**Page extract:**
If you'd just done this beautiful, weird, sad little piano nocturnal.
But instead, it was just a real clunky moment at the end of an episode that I thought was really good.
And that this moment is really good because, you know, the narrator says,
I love this.
This is such a good Hunter-Hunter narrator thing to say.
The narrator basically says, What do you think Ghon is feeling right now?
Which is wonderful.
To be like, have a narrator say, try and figure out this character's emotions.
I thought it was really, really good.
I don't remember him saying that.
I also don't remember the.
Maybe, is it possible that I didn't see the last minute of this episode?
Because I don't remember the match cut.
I don't remember the minor key.
And I don't remember the.
I want to find the exact subtitle line for you.
Because I wrote down what do I think Gowan is feeling right now.
And then the narrator said the same thing.
And I was like, oh.
Me and the narrator on the same page
I'm the viewer
okay here I've I've got the episode up on my thing let me
I can't oh and a blood butterfly lands on his hand that's really really cool
Gohan was completely helpless against Hizugo who knocked him out with a single blow What must he be thinking alone in the darkness?
Isn't that nice?
What must he be thinking?
Having the narrator say that about, you know, their character, if the narrator is the author.
I actually had a question here, you know, as we come to the end of this little chunk.
What does the defeat of a protagonist, how does defeat work in shounen anime generally?
When we see a protagonist take a fall?
like this?
Where does it generally fit in the narrative structure?
How is it sort of portrayed?
In what ways is this indicative or different from the way shonen protagonist defeat is generally shown?
That's a good question.
I immediately thought of three different shows.
The first thing that I thought of
was
Dragon Ball Z.
Yeah, me too.
Where
there's like not
a lot of defeat.
The stakes are always so high.
Like individual characters get defeated.
Goku is such a
powerhouse in that show that they
that a lot of like a lot of the meat of the show ends up like being keeping him away from the main fight for long enough to have other characters like not be able to handle things than to have Goku show up.
And there's a couple exceptions.
I think
that is true in Z.
I think that gets different in Super.
Because Goku and Super, I think, is very, is much more
prone to losing.
And then like doing the, doing the thing that Goku always does, where it's like moments of adversity are where he becomes, becomes, you know, he gets his next level up.
That is the thing.
That is like the real shounen thing is like losing actually happens three-quarters of the way through a fight.
Yeah.
And then that losing makes you
sort of outrageously strong because of your desire to not lose or your feelings of friendship or whatever.
I have two things here.
One is that in Dragon Ball, I believe it eventually gets literally written into the script.
It is codified, yes, so it becomes literally crossed when they get beaten up more.
And also, a lot of the stuff you're talking about, that's just wrestling.
That is also wrestling.
It is very much paced in a lot of ways where it's like you gotta make sure, like, the bad guy has to get his stuff in.
You gotta make you doubt that the hero can really do it.
And then everyone cheers when the hero does their job.

**Requests:**
(A) Extract from the anime podcast transcript the passage starting with "That's a good" and going on through "characters get defeated.".
(B) Write what comes next in the anime podcast transcript, picking up right after its last line.

**Stored data:**
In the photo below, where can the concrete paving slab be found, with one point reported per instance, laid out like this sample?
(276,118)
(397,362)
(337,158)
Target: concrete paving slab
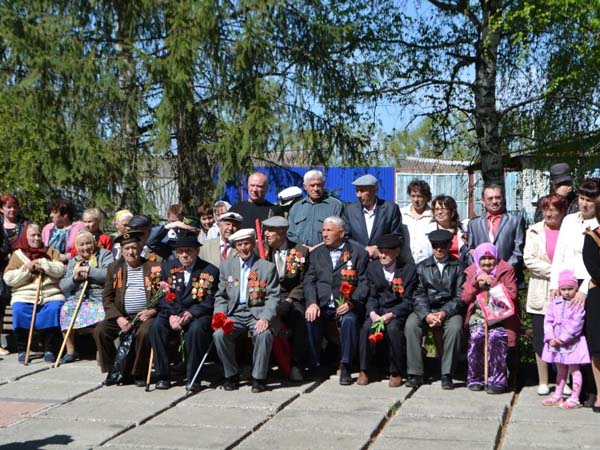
(166,437)
(48,429)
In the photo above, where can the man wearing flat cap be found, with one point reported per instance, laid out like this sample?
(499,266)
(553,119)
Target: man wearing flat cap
(437,306)
(219,249)
(290,260)
(127,290)
(248,294)
(371,217)
(194,283)
(335,290)
(391,288)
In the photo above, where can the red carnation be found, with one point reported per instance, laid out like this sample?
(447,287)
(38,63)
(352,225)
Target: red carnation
(218,321)
(346,289)
(228,327)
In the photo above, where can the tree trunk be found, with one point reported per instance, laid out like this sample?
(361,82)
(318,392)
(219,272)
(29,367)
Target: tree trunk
(487,119)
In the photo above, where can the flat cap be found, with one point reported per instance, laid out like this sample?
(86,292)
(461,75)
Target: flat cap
(276,222)
(440,237)
(240,235)
(288,195)
(129,236)
(186,238)
(365,180)
(231,216)
(389,241)
(560,173)
(140,221)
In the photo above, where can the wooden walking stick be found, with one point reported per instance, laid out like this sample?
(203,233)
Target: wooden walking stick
(38,288)
(75,313)
(149,370)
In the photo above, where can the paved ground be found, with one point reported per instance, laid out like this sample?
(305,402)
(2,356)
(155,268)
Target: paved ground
(46,408)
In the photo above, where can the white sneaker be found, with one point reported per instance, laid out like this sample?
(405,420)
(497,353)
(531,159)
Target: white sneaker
(543,389)
(295,374)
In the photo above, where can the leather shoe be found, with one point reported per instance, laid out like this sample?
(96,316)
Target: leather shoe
(414,381)
(163,384)
(447,383)
(363,379)
(345,377)
(258,386)
(395,381)
(231,384)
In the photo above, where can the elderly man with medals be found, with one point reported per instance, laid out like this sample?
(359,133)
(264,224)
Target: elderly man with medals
(187,308)
(391,288)
(248,294)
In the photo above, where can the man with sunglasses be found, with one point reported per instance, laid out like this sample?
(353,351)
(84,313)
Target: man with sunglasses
(437,306)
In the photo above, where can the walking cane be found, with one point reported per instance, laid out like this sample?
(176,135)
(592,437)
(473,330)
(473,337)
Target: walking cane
(75,313)
(189,386)
(38,288)
(149,369)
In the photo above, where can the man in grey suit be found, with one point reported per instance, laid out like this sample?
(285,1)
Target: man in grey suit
(248,294)
(371,217)
(505,231)
(219,249)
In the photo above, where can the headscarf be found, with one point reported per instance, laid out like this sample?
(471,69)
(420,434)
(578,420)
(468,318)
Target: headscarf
(30,252)
(485,249)
(93,261)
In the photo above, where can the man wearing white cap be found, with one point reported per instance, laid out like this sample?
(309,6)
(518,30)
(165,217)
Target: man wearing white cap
(248,294)
(219,249)
(371,217)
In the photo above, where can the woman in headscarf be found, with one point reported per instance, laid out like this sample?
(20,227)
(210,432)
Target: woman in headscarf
(89,265)
(32,267)
(486,272)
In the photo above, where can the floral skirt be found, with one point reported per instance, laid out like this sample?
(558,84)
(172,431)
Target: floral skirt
(90,313)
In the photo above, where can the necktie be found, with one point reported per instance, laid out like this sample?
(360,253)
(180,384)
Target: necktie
(224,252)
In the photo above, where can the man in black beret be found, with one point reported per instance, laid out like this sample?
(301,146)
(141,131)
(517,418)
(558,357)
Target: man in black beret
(391,289)
(437,306)
(193,283)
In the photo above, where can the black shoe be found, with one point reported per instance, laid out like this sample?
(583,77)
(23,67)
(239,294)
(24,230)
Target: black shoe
(491,389)
(163,384)
(258,386)
(231,383)
(196,387)
(414,381)
(345,377)
(447,382)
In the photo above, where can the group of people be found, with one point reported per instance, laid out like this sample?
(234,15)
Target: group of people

**Results:**
(A)
That's a good question.
I immediately thought of three different shows.
The first thing that I thought of
was
Dragon Ball Z.
Yeah, me too.
Where
there's like not
a lot of defeat.
The stakes are always so high.
Like individual characters get defeated.

(B)
Or maybe the hero even loses like two or three matches before they finally beat the bad guy.
Yeah.
But it is very much that sort of pacing, especially.
Yeah.
I find
sure.
So the other show that I was thinking of was Pokemon,
where the conclusion of every
first, okay, first of all, Ash is losing all the time.
Is that a thing that happens a lot in the Pokemon?
Oh, God.
Ash is always getting his ass.
Ash is always getting...
He's like...
He's like...
constantly beating the idiots that follow him around everywhere trying to steal Pikachu.
But he's always losing.
He's like usually beating like the bad guy of the, like the sort of bad guy of the week style person.
But whenever there's like a test of skill,
a test of like, hey, Ash, this is about testing your ability as a Pokemon trainer.
He's constantly losing those.
as
because if he was winning them, then he'd be on his, he'd be eventually eventually the Pokemon master that the show can't let him be because then the show would be over.
So, like, not only is he constantly losing to like, you know, one of my favorite early episodes, the guy with the unofficial gym that has the sand shrew,
guys like that, who's like, oh, wow, there's people out there who really know what they're doing and I'm an idiot.
But every season ends with him making it to the Pokemon League and losing.
Literally every season except
the very last season he loses in the finale.
And how does he deal with that?
He moves to a new country is how he deals with it.
Every time?
Every time.
Every time.
Oh, God.
But there is something to be said, right, for the fact that there is no fucking way Gone can beat Hisaka.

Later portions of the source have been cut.